*** Opening Supplied text ***
From 1805 to 1825, Alexander represented the old parish of Saint George as a member of British Jamaica's House of Assembly. During that period, he owned three properties, two of which were in Saint George Parish.

Aikman visited England in 1796 to hire a pressman (in which voyage he was taken by a privateer, and had to repurchase his property at Philadelphia). He visited again in 1801, in 1803, and in 1814, but from that time had remained at home.

En route to his 1796 London visit, it appears Alexander experienced another incident. His daughter's gravestone describes surviving a shipwreck off Isle of Wight's coast. Others confirm the passage of a significant storm in the English Channel, which caused significant damage, injuries, and death. From Susannah Aikman's altar tomb (see: Louisa Susanna Wells' page for detail):In the memorable Storm of Novr. 17th and 18th 1795, she escaped shipwreck, together with her Father, Mother, and infant Sister when above 2000 of their fellow creatures met a watery grave near the back of this Island. Alexander was a wealthy man. He owned four properties, each of which initially relied on slaves. Those properties were "Birnam Wood" in Saint George (257 enslaved), "Wallenford" in Saint George (58 enslaved), "Prospect Pen" in Saint Andrew (39 enslaved), and his printing office in Kingston (3 enslaved). In 1831, approximately 60,000 of Jamaica's 300,000 slaves initiated a strike, which escalated and became the Baptist War. In 1834, slavery was abolished throughout Jamaica, British West Indies, and the British Empire. In Jamaica, former slaves transitioned to an apprenticeship program, with full freedom in 1838.
*** Closing Supplied text ***
*** Opening Supplied data ***
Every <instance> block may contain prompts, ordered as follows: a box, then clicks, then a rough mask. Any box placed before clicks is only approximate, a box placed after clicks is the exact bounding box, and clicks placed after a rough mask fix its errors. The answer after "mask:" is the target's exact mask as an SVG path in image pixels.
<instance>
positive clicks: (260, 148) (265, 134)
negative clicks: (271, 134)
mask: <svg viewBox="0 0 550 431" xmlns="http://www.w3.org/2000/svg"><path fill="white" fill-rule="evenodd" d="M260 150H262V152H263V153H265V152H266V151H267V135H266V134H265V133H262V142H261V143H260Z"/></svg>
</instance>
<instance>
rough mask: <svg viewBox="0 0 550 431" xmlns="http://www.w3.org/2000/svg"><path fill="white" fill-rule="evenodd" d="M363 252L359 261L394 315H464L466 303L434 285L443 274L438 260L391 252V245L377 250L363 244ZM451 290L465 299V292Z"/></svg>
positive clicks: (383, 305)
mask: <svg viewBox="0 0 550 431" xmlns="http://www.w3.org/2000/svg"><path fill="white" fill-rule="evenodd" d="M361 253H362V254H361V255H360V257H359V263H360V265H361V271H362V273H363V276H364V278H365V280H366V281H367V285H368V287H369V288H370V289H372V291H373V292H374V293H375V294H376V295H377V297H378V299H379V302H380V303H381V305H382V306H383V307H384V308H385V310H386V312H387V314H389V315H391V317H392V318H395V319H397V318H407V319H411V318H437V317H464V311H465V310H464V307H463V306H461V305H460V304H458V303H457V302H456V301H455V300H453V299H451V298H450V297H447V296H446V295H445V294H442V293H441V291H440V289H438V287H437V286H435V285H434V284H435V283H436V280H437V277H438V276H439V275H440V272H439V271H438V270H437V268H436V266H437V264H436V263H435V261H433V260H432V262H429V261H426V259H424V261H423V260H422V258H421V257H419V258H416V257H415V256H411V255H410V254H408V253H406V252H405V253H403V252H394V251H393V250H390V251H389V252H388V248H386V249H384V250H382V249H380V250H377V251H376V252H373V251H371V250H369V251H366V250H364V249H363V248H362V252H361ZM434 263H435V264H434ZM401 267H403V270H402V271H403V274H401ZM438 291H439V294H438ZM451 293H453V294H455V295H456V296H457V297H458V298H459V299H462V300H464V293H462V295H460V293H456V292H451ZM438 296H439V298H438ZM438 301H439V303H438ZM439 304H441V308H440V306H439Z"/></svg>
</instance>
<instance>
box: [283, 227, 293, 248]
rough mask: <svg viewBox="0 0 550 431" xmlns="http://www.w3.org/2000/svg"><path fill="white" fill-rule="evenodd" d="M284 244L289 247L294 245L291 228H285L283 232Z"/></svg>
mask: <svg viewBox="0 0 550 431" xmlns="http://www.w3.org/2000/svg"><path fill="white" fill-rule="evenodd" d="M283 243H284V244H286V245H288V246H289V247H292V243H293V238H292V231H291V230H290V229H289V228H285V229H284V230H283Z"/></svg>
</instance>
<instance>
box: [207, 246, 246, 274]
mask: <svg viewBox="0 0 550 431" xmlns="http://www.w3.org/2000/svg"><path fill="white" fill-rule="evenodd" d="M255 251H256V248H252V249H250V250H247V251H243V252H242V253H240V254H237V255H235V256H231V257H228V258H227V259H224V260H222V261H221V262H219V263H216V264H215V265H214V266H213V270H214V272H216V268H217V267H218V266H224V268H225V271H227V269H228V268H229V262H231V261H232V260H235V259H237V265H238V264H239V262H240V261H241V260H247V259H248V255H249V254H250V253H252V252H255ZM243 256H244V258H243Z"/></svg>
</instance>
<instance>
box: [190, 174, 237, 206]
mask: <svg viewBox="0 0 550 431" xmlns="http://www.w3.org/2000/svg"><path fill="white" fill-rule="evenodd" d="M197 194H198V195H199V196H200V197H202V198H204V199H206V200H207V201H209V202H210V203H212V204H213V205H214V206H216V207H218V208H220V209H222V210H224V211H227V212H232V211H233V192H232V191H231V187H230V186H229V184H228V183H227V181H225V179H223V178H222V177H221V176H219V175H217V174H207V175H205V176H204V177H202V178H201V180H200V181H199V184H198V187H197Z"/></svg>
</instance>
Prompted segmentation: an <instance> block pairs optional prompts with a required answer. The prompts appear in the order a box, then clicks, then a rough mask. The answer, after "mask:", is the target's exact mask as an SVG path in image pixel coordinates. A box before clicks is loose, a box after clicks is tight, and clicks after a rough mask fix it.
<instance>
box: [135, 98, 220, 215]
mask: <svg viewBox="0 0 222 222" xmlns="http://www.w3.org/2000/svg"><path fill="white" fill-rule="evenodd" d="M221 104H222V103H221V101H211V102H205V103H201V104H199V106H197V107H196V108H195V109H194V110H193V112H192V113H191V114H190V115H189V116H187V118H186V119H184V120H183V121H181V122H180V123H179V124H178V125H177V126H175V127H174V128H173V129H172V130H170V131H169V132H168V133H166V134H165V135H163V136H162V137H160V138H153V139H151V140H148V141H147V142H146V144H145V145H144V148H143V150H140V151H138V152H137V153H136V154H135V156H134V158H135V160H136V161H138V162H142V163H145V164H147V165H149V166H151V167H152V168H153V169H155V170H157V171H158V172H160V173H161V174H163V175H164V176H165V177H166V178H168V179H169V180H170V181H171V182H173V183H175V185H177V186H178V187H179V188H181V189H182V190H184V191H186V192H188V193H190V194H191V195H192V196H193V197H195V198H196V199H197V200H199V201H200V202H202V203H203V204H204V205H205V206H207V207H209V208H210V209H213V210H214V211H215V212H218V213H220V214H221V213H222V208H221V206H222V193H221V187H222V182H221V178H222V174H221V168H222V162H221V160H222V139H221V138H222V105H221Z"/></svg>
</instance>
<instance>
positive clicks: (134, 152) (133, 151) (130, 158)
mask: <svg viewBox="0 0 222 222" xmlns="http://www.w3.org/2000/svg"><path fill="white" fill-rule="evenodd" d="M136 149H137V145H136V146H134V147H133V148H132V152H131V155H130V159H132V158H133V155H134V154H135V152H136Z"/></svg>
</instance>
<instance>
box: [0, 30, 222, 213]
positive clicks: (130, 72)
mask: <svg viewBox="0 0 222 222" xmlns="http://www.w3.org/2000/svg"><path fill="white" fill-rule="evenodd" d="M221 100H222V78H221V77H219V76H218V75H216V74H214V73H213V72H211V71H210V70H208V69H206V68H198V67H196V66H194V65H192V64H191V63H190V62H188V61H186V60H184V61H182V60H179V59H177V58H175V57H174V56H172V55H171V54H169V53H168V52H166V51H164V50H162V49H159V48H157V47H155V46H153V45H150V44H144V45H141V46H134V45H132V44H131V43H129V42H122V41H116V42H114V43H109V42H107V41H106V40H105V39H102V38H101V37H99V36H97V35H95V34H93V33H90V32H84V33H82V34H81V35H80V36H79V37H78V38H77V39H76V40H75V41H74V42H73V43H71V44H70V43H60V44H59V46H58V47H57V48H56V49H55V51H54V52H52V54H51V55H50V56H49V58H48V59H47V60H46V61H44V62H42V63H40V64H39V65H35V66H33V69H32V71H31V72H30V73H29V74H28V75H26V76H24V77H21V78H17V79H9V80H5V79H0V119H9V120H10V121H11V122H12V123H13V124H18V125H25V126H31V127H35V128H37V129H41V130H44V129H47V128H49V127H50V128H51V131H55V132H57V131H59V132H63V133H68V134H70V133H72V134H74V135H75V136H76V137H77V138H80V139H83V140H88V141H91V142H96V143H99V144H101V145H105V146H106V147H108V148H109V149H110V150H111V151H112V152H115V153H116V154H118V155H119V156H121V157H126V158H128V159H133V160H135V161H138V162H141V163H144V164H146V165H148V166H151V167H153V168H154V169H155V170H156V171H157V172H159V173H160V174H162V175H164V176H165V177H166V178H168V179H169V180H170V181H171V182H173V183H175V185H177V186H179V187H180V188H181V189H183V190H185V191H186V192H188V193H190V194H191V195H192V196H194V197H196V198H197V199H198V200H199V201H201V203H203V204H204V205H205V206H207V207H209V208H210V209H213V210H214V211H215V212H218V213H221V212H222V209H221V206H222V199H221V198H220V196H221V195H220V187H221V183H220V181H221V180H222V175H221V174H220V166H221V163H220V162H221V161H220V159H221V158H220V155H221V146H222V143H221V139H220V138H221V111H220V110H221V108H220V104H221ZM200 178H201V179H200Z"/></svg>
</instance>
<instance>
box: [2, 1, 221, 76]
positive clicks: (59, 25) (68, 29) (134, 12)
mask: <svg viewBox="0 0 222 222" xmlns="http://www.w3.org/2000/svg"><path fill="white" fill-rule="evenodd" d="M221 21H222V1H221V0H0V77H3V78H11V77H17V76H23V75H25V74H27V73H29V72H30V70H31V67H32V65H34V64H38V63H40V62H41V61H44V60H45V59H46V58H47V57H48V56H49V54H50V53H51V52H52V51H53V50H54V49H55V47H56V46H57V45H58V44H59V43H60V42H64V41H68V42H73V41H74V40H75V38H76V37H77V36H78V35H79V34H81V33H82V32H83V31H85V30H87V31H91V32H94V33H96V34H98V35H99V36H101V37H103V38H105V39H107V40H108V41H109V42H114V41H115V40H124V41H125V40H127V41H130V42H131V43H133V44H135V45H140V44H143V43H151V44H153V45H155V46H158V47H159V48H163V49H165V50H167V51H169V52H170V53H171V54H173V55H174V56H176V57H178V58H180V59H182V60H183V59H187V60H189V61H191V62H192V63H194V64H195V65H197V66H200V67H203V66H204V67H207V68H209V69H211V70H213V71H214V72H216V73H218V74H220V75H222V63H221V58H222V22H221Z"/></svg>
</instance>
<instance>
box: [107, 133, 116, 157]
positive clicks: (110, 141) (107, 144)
*** Closing Supplied data ***
Echo from the passage on Alexander Aikman the part that opens with the words containing "Aikman visited England" and closes with "remained at home.", copying it without any change.

Aikman visited England in 1796 to hire a pressman (in which voyage he was taken by a privateer, and had to repurchase his property at Philadelphia). He visited again in 1801, in 1803, and in 1814, but from that time had remained at home.